Dataset entries
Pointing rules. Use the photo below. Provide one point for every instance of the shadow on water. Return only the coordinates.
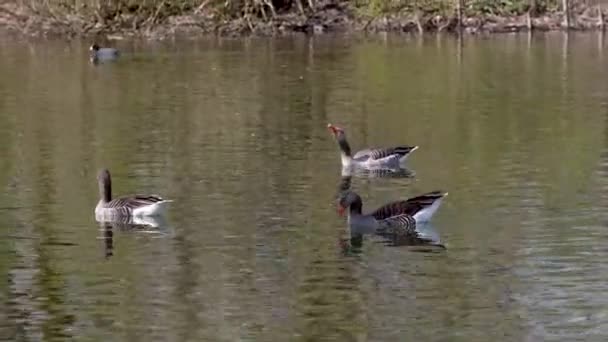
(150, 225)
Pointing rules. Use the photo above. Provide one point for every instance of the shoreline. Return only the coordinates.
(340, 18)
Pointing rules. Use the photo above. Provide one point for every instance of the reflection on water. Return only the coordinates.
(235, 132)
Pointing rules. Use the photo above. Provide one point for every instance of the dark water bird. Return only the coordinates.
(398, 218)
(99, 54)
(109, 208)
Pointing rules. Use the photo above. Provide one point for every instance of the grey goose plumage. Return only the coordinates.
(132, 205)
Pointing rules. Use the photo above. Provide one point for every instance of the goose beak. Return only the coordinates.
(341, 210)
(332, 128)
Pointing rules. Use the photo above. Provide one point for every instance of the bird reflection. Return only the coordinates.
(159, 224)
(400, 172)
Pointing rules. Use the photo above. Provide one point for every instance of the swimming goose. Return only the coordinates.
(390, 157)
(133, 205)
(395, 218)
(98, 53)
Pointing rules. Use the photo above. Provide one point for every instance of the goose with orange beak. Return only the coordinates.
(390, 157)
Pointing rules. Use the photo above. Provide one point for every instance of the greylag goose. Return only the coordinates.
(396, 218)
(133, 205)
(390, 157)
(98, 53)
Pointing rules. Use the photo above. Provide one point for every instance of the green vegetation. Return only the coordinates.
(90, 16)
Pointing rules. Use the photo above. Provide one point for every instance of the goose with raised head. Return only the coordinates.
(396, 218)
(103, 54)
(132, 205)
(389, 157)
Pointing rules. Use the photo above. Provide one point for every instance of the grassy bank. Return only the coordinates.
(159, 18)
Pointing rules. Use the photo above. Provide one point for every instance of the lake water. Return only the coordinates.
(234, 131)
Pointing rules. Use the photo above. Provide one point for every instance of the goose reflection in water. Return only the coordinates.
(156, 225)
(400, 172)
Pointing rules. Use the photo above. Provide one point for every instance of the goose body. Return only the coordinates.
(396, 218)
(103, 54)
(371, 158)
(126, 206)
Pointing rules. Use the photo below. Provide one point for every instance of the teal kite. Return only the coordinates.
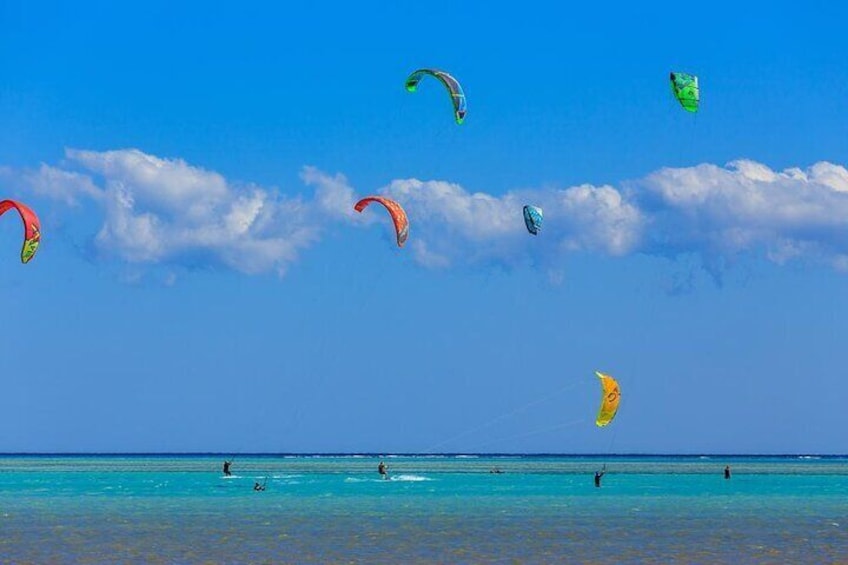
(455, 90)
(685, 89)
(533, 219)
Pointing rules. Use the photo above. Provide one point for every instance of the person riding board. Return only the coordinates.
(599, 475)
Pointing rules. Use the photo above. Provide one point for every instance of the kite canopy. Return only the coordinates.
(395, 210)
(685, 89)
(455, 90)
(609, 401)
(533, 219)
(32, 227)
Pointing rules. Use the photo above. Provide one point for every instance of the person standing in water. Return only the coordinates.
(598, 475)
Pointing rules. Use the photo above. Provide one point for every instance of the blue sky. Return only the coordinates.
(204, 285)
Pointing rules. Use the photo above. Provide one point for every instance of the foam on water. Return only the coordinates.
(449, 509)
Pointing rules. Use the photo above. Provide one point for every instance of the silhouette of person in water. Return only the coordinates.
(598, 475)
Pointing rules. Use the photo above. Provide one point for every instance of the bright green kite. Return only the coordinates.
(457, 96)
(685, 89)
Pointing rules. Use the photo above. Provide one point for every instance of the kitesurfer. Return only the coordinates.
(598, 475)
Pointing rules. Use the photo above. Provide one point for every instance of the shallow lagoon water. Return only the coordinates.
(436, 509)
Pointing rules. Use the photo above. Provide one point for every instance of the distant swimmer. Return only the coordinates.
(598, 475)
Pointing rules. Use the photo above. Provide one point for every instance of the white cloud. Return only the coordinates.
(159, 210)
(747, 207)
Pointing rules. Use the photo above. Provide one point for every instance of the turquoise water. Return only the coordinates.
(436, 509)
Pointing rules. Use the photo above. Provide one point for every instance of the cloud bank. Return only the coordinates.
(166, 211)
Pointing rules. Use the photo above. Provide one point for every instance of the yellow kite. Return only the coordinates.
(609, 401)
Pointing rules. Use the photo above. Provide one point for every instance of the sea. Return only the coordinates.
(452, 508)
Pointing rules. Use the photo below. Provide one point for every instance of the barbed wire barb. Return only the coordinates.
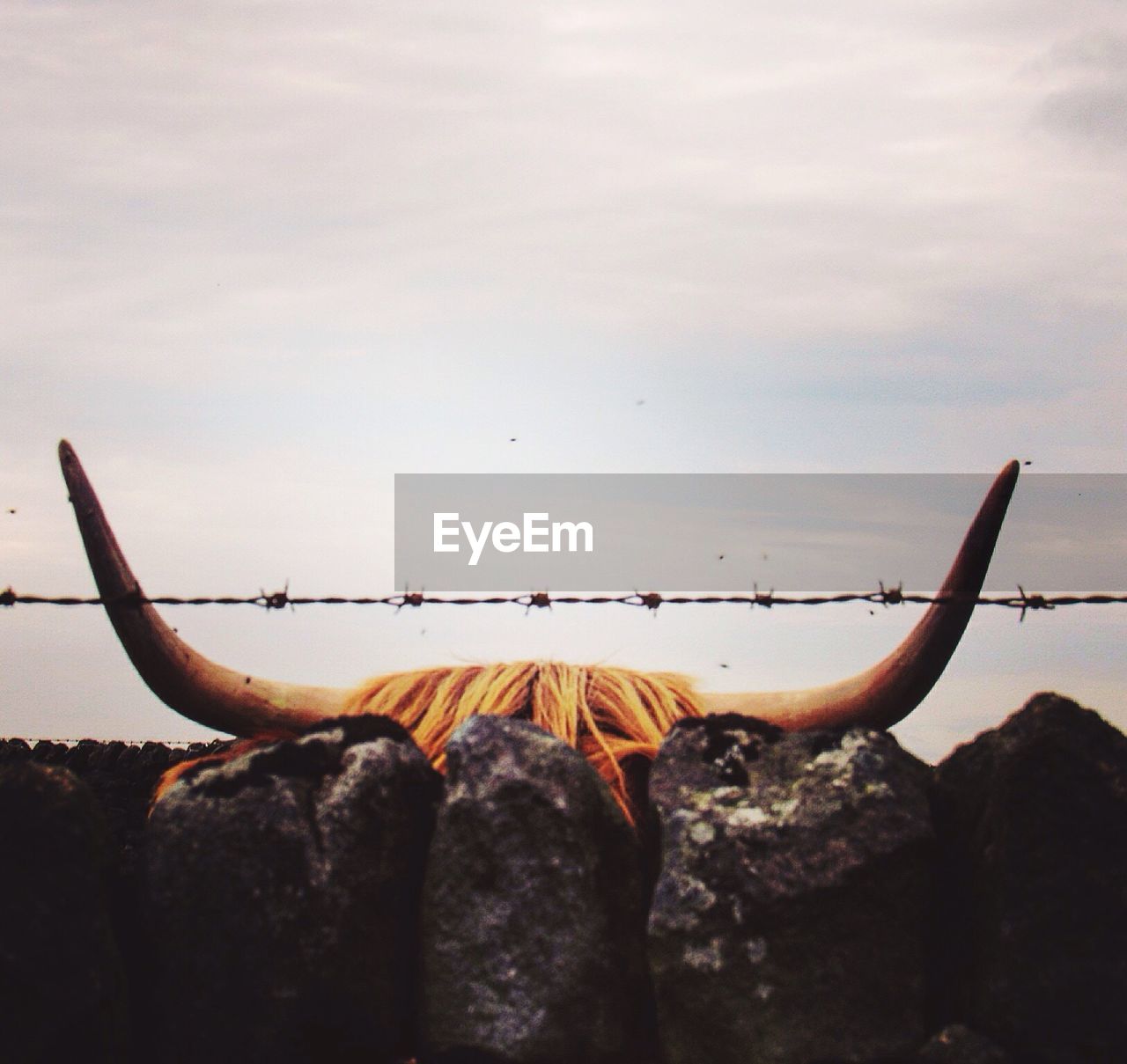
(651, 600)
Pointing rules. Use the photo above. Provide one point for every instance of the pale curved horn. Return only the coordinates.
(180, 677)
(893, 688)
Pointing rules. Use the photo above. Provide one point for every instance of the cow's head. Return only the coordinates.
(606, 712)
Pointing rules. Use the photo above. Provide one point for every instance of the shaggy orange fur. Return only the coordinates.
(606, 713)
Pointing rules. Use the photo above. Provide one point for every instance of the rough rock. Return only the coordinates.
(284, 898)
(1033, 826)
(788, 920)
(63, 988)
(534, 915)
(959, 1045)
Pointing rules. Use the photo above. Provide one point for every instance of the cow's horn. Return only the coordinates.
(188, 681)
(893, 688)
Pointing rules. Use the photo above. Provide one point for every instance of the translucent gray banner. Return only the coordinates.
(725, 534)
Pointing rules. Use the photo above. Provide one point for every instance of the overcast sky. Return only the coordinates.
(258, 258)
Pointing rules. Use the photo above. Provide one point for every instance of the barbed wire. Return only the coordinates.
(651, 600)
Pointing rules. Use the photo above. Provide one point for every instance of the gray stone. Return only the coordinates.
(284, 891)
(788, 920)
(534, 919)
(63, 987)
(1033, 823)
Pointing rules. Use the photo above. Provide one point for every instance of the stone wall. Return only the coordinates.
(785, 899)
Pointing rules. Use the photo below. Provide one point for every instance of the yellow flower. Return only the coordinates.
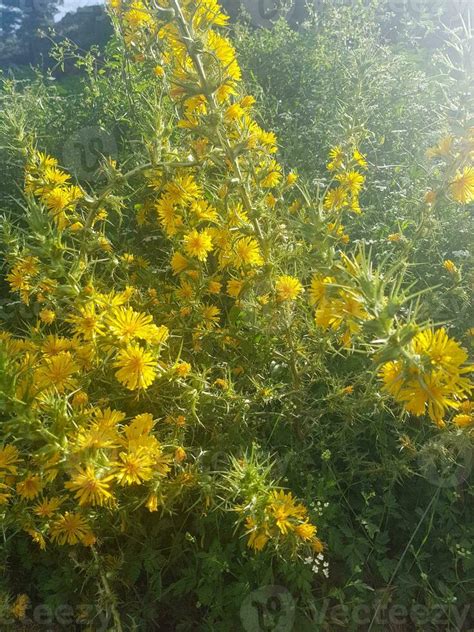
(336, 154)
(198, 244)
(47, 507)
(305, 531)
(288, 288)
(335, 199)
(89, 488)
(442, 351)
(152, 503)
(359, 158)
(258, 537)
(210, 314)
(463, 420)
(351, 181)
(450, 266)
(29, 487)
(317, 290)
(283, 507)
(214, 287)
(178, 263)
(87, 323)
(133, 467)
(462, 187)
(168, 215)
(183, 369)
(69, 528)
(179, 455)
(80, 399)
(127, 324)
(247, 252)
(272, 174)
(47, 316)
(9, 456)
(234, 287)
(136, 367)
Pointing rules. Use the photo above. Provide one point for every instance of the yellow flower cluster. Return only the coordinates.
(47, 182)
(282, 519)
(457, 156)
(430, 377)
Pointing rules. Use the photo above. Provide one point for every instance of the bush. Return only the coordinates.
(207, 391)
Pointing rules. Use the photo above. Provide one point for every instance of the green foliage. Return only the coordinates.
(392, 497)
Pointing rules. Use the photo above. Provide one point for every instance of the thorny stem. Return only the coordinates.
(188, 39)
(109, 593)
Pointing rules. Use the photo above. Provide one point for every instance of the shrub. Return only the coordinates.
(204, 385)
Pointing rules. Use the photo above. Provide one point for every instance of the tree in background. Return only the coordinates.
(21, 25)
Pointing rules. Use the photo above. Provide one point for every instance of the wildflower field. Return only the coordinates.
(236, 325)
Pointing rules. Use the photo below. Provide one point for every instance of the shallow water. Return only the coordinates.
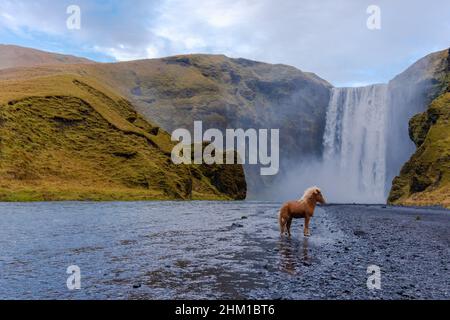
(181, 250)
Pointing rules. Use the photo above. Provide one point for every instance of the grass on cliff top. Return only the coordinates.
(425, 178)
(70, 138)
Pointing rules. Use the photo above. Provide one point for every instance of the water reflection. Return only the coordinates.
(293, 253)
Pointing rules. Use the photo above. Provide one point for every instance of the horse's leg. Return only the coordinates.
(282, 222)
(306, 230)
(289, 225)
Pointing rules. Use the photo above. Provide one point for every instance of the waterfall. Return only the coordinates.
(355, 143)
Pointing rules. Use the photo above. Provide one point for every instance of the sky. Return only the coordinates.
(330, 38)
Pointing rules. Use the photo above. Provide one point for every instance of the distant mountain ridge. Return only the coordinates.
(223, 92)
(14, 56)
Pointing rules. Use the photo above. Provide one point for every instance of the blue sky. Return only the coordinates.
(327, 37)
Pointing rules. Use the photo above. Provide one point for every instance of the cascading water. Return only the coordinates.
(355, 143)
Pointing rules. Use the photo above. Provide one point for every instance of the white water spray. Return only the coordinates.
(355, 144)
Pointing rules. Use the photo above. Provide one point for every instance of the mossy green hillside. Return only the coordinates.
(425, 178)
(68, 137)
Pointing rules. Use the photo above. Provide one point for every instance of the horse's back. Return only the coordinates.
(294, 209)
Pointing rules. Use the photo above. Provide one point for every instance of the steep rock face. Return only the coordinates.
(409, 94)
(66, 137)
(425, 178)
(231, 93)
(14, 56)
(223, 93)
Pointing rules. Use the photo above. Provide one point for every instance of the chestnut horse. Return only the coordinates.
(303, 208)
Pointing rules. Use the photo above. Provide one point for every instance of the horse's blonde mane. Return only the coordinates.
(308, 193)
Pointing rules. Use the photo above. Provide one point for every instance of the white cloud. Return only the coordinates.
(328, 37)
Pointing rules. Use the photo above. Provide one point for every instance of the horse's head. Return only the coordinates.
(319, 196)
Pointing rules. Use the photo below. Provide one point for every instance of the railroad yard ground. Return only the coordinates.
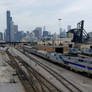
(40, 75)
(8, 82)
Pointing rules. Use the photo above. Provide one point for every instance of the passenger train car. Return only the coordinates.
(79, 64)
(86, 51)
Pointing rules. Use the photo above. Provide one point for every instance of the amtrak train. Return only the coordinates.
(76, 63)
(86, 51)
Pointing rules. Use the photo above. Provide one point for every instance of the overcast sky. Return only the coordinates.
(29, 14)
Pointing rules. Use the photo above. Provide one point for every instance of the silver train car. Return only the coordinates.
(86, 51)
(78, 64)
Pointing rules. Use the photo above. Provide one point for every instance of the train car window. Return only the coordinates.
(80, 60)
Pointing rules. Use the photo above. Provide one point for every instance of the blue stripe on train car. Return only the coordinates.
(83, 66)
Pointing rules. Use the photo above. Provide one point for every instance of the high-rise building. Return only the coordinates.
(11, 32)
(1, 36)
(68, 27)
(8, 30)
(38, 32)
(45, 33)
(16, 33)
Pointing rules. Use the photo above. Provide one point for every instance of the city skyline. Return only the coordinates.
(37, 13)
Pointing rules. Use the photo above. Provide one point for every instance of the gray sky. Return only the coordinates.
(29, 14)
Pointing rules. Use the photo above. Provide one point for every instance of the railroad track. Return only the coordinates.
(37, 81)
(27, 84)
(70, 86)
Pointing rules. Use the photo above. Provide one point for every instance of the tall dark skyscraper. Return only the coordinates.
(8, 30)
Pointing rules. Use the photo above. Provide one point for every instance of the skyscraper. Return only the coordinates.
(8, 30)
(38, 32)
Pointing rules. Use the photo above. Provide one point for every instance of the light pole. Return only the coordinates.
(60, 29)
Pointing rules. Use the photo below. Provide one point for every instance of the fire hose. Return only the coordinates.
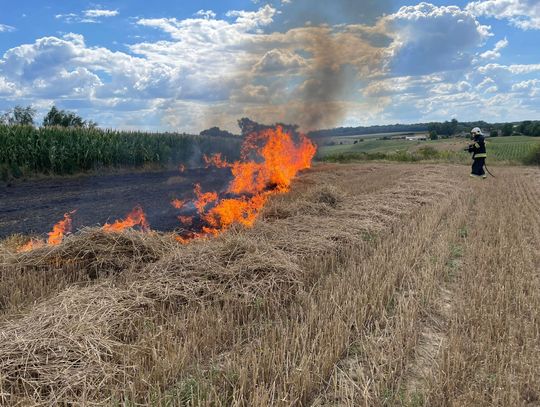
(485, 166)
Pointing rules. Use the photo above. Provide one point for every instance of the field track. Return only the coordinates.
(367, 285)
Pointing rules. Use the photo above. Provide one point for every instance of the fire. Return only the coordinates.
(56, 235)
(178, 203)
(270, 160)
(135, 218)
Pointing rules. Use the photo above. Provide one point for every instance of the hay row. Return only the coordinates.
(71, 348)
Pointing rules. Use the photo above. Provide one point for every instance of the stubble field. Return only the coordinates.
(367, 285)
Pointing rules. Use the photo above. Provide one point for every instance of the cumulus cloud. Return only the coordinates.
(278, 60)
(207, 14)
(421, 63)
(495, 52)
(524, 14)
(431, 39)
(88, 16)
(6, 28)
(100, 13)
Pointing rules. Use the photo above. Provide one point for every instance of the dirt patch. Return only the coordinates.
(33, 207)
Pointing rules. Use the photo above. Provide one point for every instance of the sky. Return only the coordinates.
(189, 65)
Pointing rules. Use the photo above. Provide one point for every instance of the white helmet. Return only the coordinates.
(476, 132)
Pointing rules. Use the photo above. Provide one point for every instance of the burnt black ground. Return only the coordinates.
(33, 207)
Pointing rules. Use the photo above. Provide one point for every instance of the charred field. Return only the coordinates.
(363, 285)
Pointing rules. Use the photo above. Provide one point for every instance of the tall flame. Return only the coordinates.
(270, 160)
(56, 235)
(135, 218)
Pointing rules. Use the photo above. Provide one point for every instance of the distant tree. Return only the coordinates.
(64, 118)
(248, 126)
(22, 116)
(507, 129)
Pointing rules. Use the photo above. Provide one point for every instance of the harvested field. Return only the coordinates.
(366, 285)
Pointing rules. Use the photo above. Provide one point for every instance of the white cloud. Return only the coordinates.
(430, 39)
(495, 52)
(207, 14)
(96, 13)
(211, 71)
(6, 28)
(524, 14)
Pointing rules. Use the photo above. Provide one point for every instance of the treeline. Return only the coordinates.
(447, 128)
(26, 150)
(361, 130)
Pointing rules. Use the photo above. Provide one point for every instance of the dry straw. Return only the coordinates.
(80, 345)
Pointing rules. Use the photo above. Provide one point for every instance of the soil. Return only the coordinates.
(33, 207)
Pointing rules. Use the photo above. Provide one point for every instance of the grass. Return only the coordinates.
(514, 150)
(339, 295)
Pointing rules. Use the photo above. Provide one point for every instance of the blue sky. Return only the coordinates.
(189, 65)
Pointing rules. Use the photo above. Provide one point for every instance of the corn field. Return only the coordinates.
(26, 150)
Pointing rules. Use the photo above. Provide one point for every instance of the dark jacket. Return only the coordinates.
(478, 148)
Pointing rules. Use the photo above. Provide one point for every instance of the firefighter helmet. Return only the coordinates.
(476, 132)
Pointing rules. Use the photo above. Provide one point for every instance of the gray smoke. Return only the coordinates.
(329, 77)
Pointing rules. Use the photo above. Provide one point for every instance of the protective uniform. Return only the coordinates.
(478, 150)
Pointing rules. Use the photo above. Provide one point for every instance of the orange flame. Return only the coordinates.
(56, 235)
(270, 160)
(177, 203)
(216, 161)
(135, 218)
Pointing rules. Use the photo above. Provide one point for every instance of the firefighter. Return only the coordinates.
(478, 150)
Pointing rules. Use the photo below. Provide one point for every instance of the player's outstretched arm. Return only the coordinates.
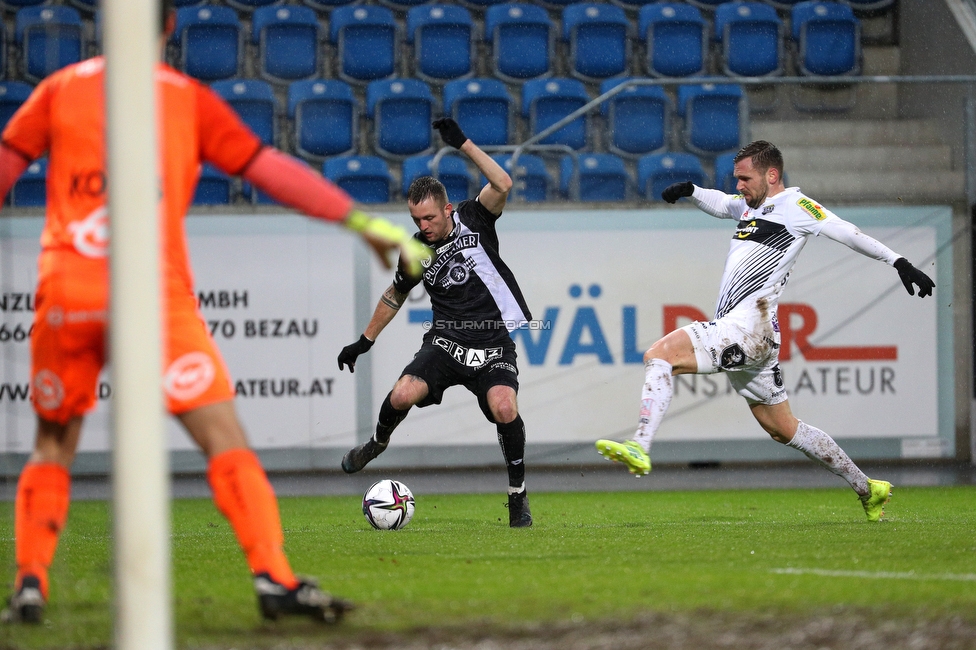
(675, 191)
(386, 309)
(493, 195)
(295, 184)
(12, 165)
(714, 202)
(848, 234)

Exercise
The copy must start at the line containing "smoke. Return only the coordinates." and end at the last line of the data, matching each line exactly. It must hold no pictures.

Answer space
Pointing rules. Use the photo above. Provide one point for every instance of the gray smoke. Return only the coordinates.
(329, 77)
Pointing rules. Use the photo above. Provide one point for every instance of the protective uniform. Return only the coordinates.
(478, 150)
Pointing rules. Use the photo above. Provide one point for every instance of the orange flame. Return only the coordinates.
(56, 235)
(270, 160)
(177, 203)
(216, 161)
(135, 218)
Pointing rules. Use the photo above. Provide one point for every instance of the firefighter. Return only the coordinates.
(478, 150)
Pointing rules. Use the photo below. Provide one point for every instance of the player's outstretched arm. Return only the coordinates.
(675, 191)
(386, 309)
(493, 195)
(295, 184)
(12, 165)
(714, 202)
(848, 234)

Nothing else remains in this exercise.